Repeat the data below exactly. Include each line.
....
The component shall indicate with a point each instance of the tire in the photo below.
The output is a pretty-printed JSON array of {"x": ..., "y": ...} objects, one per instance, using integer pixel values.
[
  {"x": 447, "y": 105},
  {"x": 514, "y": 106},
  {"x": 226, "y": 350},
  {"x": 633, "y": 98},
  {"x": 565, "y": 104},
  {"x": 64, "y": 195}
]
....
* _TASK OUTPUT_:
The component shall indicate with a point each instance of the tire in the photo below.
The output is a pretty-printed JSON array of {"x": ..., "y": ...} objects, one per instance, using integer pixel values.
[
  {"x": 447, "y": 105},
  {"x": 514, "y": 106},
  {"x": 226, "y": 350},
  {"x": 633, "y": 98},
  {"x": 565, "y": 104},
  {"x": 64, "y": 195}
]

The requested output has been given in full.